- **Task to carry out**:
Could you copy, word for word, only the lines from the one containing "Note to the class: mark the green step" through the last line of the records below, both included?

* Begin Supplied information *

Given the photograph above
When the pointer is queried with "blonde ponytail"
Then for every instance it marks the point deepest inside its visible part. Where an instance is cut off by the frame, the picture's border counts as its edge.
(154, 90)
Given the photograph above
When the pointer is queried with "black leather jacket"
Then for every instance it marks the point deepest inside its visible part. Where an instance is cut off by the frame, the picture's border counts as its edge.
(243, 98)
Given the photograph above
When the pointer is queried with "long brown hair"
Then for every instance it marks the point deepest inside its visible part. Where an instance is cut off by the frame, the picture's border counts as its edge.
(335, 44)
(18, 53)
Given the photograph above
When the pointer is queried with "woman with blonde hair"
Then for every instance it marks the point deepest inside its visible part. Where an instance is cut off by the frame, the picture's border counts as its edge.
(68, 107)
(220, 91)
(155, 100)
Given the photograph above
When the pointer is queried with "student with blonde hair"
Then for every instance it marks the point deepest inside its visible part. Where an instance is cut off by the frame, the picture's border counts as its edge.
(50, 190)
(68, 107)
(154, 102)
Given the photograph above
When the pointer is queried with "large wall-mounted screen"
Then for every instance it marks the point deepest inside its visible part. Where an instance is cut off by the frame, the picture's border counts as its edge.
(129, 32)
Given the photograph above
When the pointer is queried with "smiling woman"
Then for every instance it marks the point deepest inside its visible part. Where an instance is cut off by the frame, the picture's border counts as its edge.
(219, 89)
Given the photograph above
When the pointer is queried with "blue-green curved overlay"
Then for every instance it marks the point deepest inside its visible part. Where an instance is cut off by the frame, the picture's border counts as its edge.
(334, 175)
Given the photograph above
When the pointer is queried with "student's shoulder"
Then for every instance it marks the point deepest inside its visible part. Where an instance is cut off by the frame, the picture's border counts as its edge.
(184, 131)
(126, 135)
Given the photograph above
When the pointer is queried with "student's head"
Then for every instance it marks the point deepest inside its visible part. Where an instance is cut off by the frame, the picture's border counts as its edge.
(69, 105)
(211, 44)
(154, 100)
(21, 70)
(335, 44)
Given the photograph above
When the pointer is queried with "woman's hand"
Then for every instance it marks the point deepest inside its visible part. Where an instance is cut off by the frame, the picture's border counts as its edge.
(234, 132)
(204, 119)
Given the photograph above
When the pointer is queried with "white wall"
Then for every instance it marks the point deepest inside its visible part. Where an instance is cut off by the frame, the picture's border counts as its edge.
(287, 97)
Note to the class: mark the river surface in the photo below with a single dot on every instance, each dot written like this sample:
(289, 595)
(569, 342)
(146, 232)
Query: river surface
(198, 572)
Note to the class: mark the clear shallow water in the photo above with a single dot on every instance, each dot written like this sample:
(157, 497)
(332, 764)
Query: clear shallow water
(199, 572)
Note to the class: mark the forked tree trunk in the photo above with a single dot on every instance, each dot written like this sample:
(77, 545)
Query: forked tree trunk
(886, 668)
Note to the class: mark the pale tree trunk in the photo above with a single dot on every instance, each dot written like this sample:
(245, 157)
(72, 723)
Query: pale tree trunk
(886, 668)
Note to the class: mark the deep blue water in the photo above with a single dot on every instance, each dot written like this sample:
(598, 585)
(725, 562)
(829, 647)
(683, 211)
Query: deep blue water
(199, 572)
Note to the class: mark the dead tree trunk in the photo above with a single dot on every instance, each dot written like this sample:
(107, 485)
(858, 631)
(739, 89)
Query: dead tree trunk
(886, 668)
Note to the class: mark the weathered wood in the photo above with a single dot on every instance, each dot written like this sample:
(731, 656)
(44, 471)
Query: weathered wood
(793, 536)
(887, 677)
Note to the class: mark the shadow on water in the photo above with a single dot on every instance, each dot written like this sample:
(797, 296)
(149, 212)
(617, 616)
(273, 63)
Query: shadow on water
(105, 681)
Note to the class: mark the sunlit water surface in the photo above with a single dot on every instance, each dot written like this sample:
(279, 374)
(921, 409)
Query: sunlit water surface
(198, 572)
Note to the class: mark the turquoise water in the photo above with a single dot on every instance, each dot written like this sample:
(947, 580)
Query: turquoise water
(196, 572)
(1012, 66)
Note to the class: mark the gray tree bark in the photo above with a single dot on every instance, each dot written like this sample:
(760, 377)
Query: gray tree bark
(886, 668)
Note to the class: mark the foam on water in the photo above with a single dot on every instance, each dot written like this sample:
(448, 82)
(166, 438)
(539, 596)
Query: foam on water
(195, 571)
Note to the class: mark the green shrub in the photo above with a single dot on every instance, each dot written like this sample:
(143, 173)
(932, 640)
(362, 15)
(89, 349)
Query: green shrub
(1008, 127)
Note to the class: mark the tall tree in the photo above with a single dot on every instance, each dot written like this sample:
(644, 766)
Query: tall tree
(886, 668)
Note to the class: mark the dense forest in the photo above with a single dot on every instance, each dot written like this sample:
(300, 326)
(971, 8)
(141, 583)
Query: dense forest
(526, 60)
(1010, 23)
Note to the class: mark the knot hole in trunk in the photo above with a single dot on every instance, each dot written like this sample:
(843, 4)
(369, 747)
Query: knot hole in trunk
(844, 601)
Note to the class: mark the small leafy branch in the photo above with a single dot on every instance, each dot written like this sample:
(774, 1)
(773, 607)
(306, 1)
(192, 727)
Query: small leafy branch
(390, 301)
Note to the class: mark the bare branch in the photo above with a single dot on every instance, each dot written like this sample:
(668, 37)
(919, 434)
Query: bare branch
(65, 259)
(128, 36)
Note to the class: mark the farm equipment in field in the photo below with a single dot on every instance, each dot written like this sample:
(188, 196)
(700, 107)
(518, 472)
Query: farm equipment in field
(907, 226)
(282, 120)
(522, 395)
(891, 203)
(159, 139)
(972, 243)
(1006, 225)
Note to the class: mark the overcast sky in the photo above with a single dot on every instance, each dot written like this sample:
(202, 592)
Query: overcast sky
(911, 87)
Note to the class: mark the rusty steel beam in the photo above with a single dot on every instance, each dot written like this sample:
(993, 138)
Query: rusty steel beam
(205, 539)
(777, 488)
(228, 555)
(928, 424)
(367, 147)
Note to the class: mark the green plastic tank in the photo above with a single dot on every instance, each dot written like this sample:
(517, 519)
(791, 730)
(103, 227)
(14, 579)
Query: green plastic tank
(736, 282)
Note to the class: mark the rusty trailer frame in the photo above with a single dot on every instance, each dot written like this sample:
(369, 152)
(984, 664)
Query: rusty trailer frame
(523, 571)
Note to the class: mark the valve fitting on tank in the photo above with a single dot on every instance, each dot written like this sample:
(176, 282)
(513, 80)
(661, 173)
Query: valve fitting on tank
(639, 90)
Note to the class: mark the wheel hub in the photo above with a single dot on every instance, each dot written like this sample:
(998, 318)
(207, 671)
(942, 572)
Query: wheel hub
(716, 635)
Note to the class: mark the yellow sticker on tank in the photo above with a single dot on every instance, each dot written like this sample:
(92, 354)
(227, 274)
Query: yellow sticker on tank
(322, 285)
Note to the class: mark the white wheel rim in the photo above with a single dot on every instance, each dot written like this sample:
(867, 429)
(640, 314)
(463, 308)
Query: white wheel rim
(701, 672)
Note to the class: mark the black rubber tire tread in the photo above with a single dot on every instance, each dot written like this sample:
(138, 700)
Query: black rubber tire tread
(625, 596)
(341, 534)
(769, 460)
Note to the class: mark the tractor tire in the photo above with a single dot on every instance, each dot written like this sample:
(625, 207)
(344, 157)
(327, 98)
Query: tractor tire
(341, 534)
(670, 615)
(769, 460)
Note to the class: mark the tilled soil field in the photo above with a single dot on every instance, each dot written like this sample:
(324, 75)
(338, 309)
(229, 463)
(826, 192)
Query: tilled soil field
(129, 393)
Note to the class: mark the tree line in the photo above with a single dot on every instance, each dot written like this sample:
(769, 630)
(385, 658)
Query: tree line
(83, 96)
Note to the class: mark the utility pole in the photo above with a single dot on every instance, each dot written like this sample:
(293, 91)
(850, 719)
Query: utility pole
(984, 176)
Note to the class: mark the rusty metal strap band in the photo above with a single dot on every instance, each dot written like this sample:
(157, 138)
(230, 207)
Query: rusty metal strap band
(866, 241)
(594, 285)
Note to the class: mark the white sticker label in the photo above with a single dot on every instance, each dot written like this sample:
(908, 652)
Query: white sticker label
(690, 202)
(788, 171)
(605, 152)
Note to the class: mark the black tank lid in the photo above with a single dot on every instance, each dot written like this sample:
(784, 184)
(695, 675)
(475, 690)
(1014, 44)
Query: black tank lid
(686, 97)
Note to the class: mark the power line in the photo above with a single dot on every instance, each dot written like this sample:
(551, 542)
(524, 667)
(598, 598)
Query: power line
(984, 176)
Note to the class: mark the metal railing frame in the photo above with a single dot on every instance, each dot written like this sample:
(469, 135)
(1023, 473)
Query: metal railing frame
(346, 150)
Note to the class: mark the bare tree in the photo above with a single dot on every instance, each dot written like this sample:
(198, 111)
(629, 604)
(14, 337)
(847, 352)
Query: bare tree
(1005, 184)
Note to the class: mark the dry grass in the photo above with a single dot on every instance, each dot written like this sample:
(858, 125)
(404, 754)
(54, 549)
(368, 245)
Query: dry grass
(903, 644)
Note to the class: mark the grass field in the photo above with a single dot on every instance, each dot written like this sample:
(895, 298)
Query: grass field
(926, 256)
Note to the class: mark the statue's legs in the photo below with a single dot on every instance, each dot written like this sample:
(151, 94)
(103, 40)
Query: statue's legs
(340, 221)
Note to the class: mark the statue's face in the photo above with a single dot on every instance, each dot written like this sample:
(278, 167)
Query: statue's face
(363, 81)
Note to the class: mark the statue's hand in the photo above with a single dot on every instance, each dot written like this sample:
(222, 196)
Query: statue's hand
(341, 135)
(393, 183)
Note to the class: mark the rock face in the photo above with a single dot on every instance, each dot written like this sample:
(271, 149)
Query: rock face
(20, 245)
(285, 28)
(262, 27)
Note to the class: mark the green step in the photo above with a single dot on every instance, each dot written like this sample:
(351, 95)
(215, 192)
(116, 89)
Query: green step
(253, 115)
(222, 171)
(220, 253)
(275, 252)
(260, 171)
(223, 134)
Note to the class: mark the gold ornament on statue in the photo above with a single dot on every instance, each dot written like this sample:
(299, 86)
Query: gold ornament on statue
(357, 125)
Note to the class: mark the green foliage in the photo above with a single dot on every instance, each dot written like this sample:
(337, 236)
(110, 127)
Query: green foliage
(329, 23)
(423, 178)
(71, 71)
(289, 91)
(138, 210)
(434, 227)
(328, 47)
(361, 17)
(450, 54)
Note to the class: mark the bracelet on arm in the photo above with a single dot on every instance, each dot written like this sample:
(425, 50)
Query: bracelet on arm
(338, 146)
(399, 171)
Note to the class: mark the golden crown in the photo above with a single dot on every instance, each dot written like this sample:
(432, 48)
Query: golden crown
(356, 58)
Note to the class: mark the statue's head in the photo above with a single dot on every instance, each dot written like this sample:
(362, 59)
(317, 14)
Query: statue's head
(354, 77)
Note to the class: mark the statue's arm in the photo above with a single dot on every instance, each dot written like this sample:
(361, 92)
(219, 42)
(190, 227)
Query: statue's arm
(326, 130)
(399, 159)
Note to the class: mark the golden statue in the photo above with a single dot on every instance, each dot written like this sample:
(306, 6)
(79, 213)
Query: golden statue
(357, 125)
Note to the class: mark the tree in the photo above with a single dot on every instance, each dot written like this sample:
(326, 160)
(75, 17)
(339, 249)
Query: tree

* End Supplied information *

- **Exercise solution**:
Note to the class: mark the green step in the photo above with a single dot on every instance, each dot written like this sample:
(351, 95)
(215, 192)
(116, 89)
Query: green step
(253, 115)
(222, 171)
(220, 253)
(275, 252)
(260, 171)
(223, 134)
Note to the class: mark the gold ornament on statue in the photo above with a single dot on every instance, each dot written like this sample:
(299, 86)
Query: gold ornament on statue
(357, 125)
Note to the class: mark the green foliage in the photo above with a single dot on every instance, each dot written like this sample:
(337, 236)
(110, 127)
Query: green foliage
(329, 23)
(423, 178)
(71, 71)
(289, 91)
(138, 210)
(434, 227)
(328, 47)
(361, 17)
(450, 54)
Note to the class: mark the bracelet on arm in the photo above with a single dot on every instance, each dot written like this sample:
(425, 50)
Query: bracelet on arm
(338, 146)
(399, 171)
Note to the class: mark the golden crown in the photo above with a single dot on every instance, each dot written like this sample:
(432, 48)
Query: golden crown
(356, 58)
Note to the class: mark the statue's head in the photo above with a single dot on every instance, each dot written like this sample:
(362, 59)
(317, 14)
Query: statue's head
(354, 77)
Note to the class: mark the statue's arm in the photo above with a single dot on every instance, each dot written like this sample:
(361, 92)
(219, 42)
(190, 227)
Query: statue's arm
(326, 130)
(399, 159)
Note to the class: mark the golden statue in the photo above with a single dot on every instance, each dot written like this sample:
(306, 6)
(79, 213)
Query: golden statue
(357, 125)
Note to the class: mark the tree in the photo above with a single dot on every instance, each dot written like this sample:
(326, 160)
(75, 17)
(339, 249)
Query: tree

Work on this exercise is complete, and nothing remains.